2023-04-26 13:16:34

by Zhang Yi

[permalink] [raw]
Subject: [PATCH] jbd2: recheck chechpointing non-dirty buffer

From: Zhang Yi <[email protected]>

There is a long-standing metadata corruption issue that happens from
time to time, but it's very difficult to reproduce and analyse, benefit
from the JBD2_CYCLE_RECORD option, we found out that the problem is the
checkpointing process miss to write out some buffers which are raced by
another do_get_write_access(). Looks below for detail.

jbd2_log_do_checkpoint() //transaction X
//buffer A is dirty and not belones to any transaction
__buffer_relink_io() //move it to the IO list
__flush_batch()
write_dirty_buffer()
do_get_write_access()
clear_buffer_dirty
__jbd2_journal_file_buffer()
//add buffer A to a new transaction Y
lock_buffer(bh)
//doesn't write out
__jbd2_journal_remove_checkpoint()
//finish checkpoint except buffer A
//filesystem corrupt if the new transaction Y isn't fully write out.

The fix is subtle because we can't trust the chechpointing buffers and
transactions once we release the j_list_lock, they could be written back
and checkpointed by some others, or they could have been added to a new
transaction. So we have to re-add them on the checkpoint list and
recheck their status if they are clean and don't need to write out.

Cc: [email protected]
Signed-off-by: Zhang Yi <[email protected]>
Tested-by: Zhihao Cheng <[email protected]>
---
fs/jbd2/checkpoint.c | 52 +++++++++++++++++++++++++++++++++++++++++---
1 file changed, 49 insertions(+), 3 deletions(-)

> _What to work on_
• A. Name every function in the jbd2 patch's call trace whose name begins with a double underscore.
• B. According to the jbd2 patch's summary line, how many lines does the change insert and how many does it delete?
• C. Carry the jbd2 checkpoint patch on from its final line.

> _Material_
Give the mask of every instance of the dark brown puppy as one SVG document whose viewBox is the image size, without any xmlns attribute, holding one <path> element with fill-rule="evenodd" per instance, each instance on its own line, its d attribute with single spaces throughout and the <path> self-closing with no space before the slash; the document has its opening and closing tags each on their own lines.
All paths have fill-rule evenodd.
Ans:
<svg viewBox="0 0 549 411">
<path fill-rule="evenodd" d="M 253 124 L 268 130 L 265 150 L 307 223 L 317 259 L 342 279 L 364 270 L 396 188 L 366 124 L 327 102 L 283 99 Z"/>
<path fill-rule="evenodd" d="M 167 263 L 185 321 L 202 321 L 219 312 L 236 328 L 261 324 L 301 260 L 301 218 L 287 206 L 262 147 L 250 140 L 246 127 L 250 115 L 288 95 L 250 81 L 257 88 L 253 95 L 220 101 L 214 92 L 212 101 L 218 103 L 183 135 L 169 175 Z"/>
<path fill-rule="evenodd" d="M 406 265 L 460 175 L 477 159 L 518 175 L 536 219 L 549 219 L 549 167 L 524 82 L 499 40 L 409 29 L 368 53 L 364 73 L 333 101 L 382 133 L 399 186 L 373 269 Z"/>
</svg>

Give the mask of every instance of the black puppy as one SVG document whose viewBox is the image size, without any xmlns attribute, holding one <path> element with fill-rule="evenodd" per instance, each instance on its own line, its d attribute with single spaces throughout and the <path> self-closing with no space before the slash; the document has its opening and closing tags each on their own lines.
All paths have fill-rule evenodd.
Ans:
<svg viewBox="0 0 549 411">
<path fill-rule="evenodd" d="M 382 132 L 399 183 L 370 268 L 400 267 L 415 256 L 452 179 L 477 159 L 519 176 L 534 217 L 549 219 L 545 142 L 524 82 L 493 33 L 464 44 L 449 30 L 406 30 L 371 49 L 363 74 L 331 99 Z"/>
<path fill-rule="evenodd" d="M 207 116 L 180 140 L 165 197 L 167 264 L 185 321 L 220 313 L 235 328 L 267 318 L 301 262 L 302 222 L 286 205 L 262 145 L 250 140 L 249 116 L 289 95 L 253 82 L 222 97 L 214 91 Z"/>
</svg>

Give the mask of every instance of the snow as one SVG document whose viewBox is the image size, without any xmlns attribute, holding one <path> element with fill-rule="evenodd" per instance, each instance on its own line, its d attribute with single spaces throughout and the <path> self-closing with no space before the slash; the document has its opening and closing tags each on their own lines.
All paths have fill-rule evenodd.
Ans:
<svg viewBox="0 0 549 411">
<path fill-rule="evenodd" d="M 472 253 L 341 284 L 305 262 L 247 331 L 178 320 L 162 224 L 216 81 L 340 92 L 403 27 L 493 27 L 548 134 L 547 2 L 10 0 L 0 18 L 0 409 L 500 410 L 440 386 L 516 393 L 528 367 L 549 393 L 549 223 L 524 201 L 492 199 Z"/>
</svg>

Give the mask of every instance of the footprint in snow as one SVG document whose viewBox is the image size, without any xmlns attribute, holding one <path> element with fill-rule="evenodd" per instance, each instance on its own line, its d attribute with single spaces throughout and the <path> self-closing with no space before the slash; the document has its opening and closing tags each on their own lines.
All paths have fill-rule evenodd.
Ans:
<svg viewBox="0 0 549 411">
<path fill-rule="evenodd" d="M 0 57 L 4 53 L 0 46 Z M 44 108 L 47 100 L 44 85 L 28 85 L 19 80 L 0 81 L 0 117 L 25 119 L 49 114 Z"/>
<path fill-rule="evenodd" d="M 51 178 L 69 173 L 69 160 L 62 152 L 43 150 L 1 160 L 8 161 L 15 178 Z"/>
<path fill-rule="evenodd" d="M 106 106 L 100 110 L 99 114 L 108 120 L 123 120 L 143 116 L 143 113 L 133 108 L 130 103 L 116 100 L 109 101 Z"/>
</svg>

> _Task-by-task outputs_
• A. __buffer_relink_io(), __flush_batch(), __jbd2_journal_file_buffer(), __jbd2_journal_remove_checkpoint()

• B. 49 insertions and 3 deletions.

• C.
diff --git a/fs/jbd2/checkpoint.c b/fs/jbd2/checkpoint.c
index 51bd38da21cd..1aca860eb0f6 100644
--- a/fs/jbd2/checkpoint.c
+++ b/fs/jbd2/checkpoint.c
@@ -77,8 +77,31 @@ static inline void __buffer_relink_io(struct journal_head *jh)
jh->b_cpnext->b_cpprev = jh;
}
transaction->t_checkpoint_io_list = jh;
+ transaction->t_chp_stats.cs_written++;
}

+/*
+ * Move a buffer from the checkpoint io list back to the checkpoint list
+ *
+ * Called with j_list_lock held
+ */
+static inline void __buffer_relink_cp(struct journal_head *jh)
+{
+ transaction_t *transaction = jh->b_cp_transaction;
+
+ __buffer_unlink(jh);
+
+ if (!transaction->t_checkpoint_list) {
+ jh->b_cpnext = jh->b_cpprev = jh;
+ } else {
+ jh->b_cpnext = transaction->t_checkpoint_list;
+ jh->b_cpprev = transaction->t_checkpoint_list->b_cpprev;
+ jh->b_cpprev->b_cpnext = jh;
+ jh->b_cpnext->b_cpprev = jh;
+ }
+ transaction->t_checkpoint_list = jh;
+ transaction->t_chp_stats.cs_written--;
+}
/*
* Check a checkpoint buffer could be release or not.
*
@@ -175,8 +198,31 @@ __flush_batch(journal_t *journal, int *batch_count)
struct blk_plug plug;

blk_start_plug(&plug);
- for (i = 0; i < *batch_count; i++)
- write_dirty_buffer(journal->j_chkpt_bhs[i], REQ_SYNC);
+ for (i = 0; i < *batch_count; i++) {
+ struct buffer_head *bh = journal->j_chkpt_bhs[i];
+ struct journal_head *jh = bh2jh(bh);
+
+ lock_buffer(bh);
+ /*
+ * This buffer isn't dirty, it could be getten write access
+ * again by a new transaction, re-add it on the checkpoint
+ * list if it still needs to be checkpointed, and wait
+ * until that transaction finished to write out.
+ */
+ if (!test_clear_buffer_dirty(bh)) {
+ unlock_buffer(bh);
+ spin_lock(&journal->j_list_lock);
+ if (jh->b_cp_transaction)
+ __buffer_relink_cp(jh);
+ spin_unlock(&journal->j_list_lock);
+ jbd2_journal_put_journal_head(jh);
+ continue;
+ }
+ jbd2_journal_put_journal_head(jh);
+ bh->b_end_io = end_buffer_write_sync;
+ get_bh(bh);
+ submit_bh(REQ_OP_WRITE | REQ_SYNC, bh);
+ }
blk_finish_plug(&plug);

for (i = 0; i < *batch_count; i++) {
@@ -303,9 +349,9 @@ int jbd2_log_do_checkpoint(journal_t *journal)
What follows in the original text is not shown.